Task prompt >> Wherever a line below holds the word "long", copy that line.
*** Supplied material Section Begins ***
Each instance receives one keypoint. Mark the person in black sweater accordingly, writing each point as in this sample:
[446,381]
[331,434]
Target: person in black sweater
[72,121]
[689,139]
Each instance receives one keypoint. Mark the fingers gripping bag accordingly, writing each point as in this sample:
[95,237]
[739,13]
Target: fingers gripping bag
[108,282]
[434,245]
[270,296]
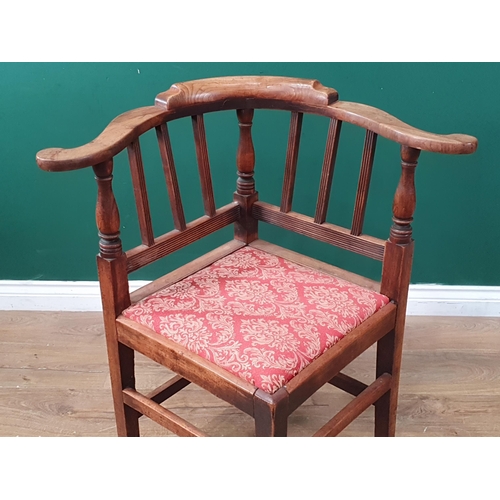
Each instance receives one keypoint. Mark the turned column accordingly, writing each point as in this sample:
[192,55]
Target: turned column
[113,278]
[396,274]
[107,216]
[405,198]
[246,227]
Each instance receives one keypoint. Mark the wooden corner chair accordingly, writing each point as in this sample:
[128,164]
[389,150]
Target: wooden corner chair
[257,325]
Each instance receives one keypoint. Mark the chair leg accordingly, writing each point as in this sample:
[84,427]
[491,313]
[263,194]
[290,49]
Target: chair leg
[121,368]
[389,353]
[271,413]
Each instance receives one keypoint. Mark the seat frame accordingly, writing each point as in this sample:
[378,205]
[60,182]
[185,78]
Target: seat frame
[385,327]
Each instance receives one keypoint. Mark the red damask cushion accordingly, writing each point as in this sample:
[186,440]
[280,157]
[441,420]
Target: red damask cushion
[256,315]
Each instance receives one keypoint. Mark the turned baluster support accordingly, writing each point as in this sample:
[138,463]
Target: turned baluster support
[246,226]
[405,198]
[107,216]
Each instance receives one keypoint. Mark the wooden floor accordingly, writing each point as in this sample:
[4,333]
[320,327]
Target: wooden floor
[54,382]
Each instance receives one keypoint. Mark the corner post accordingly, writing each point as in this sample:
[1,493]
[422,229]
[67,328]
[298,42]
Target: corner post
[245,229]
[396,274]
[113,278]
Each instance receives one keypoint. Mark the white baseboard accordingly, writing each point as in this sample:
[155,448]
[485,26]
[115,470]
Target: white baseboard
[424,300]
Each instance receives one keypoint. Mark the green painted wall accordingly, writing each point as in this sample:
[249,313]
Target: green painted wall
[47,225]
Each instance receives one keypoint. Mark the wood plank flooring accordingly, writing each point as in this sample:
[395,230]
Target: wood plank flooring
[54,382]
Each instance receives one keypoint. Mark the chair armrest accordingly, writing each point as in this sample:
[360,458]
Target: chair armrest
[295,91]
[391,128]
[115,137]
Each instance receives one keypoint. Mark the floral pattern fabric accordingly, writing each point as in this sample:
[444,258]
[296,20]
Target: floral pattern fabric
[257,315]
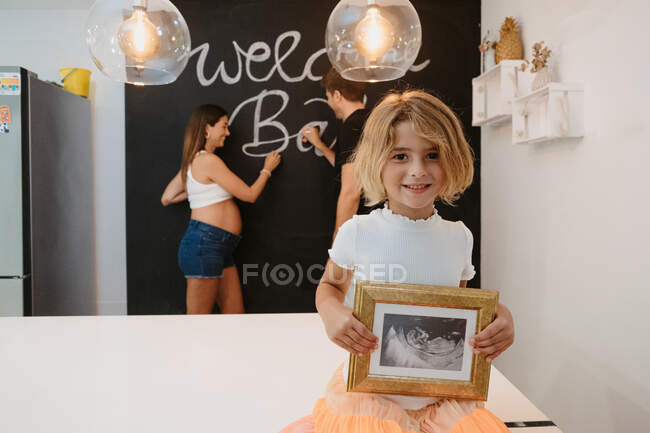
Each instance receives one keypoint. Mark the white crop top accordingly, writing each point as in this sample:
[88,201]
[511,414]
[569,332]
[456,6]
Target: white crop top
[202,194]
[384,246]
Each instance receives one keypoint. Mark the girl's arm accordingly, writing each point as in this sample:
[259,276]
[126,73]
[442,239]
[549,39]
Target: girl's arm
[340,324]
[219,173]
[174,192]
[497,336]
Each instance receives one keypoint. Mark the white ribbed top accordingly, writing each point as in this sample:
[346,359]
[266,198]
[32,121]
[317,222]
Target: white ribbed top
[204,194]
[384,246]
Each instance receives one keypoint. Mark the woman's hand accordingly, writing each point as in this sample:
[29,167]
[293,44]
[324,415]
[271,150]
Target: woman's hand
[174,192]
[272,160]
[346,331]
[496,337]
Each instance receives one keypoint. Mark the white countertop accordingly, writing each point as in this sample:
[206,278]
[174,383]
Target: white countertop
[160,374]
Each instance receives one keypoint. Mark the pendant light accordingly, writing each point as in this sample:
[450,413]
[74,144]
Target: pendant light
[373,40]
[141,42]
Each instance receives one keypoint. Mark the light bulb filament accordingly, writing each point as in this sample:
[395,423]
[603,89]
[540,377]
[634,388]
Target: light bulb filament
[373,35]
[138,36]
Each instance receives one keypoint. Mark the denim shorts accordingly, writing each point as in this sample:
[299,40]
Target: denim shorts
[206,250]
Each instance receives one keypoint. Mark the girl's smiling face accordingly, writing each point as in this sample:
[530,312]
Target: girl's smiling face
[412,176]
[217,133]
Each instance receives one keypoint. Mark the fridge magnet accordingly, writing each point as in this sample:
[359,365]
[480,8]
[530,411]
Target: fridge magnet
[9,83]
[423,347]
[5,114]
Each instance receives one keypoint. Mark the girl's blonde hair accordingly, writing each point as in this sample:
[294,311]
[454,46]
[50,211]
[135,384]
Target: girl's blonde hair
[194,141]
[432,120]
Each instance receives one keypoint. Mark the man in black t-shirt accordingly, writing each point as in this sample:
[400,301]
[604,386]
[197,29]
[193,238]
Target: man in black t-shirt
[345,98]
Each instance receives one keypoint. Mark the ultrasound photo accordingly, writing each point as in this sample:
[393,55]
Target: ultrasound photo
[423,342]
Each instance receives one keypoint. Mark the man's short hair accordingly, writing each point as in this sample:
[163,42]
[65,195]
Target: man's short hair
[353,91]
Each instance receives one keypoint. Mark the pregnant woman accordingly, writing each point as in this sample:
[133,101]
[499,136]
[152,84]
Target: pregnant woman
[205,254]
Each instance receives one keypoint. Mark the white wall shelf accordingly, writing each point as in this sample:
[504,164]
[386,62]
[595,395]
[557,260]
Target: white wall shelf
[554,111]
[492,93]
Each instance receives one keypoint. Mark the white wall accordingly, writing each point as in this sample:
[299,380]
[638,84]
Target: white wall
[565,233]
[43,41]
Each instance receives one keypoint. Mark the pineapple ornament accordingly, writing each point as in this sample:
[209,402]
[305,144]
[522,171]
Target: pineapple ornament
[509,46]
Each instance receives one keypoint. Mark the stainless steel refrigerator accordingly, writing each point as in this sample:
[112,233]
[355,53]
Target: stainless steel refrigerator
[47,245]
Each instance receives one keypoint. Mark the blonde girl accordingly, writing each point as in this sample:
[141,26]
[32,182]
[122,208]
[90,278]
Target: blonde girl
[412,152]
[205,254]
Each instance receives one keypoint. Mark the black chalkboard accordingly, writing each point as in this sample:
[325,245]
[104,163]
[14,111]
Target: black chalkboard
[286,233]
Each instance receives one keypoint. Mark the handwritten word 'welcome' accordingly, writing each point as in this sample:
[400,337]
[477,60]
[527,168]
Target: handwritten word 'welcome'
[260,52]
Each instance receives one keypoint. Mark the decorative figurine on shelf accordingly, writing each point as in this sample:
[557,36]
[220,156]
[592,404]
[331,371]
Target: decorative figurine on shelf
[539,66]
[509,46]
[486,48]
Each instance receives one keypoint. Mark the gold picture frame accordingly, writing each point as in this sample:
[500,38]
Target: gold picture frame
[410,363]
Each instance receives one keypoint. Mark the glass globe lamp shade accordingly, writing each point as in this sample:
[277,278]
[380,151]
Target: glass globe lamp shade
[142,42]
[373,40]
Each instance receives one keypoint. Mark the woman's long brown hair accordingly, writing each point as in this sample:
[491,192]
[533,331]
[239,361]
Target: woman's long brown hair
*** Supplied material Section Ends ***
Result for this exercise >>
Each instance receives one keypoint. Mark the woman's long brown hair accordingly, writing each point as in this sample:
Target: woman's long brown hair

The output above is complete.